**WRITTEN REQUEST**
In the records below, can you write everything from the line containing "target: tree" down to the line containing "Trace the outline of every instance of the tree." as a numbered list, with blank lines omitted?

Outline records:
⁂

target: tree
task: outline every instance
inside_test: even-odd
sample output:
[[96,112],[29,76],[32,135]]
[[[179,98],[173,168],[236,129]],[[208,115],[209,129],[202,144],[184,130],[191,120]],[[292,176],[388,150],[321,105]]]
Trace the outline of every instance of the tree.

⁂

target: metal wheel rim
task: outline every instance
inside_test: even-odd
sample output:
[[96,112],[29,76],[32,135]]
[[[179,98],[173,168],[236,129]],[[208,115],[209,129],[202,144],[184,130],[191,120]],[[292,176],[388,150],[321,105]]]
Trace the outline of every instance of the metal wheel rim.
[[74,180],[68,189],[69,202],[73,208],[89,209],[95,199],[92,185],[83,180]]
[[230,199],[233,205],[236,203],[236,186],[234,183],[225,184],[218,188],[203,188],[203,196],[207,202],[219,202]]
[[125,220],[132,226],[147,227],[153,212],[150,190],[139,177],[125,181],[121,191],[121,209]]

⁂

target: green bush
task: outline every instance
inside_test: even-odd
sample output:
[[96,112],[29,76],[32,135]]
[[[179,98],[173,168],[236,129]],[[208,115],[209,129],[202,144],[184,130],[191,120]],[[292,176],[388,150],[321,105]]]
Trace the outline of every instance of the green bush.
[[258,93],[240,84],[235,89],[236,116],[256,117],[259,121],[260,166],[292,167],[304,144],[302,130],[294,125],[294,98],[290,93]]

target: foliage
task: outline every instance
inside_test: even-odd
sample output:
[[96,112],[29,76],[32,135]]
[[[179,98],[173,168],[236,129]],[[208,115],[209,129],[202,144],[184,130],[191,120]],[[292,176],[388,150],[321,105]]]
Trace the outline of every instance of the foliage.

⁂

**COMPLETED TASK**
1. target: tree
2. task: outline every instance
3. inside_test: even-odd
4. sample output:
5. [[96,112],[29,76],[32,135]]
6. [[[179,98],[173,168],[236,129]],[[208,115],[209,129],[202,144],[184,130],[191,120]],[[292,176],[388,150],[321,105]]]
7. Trace the outline of every instance of the tree.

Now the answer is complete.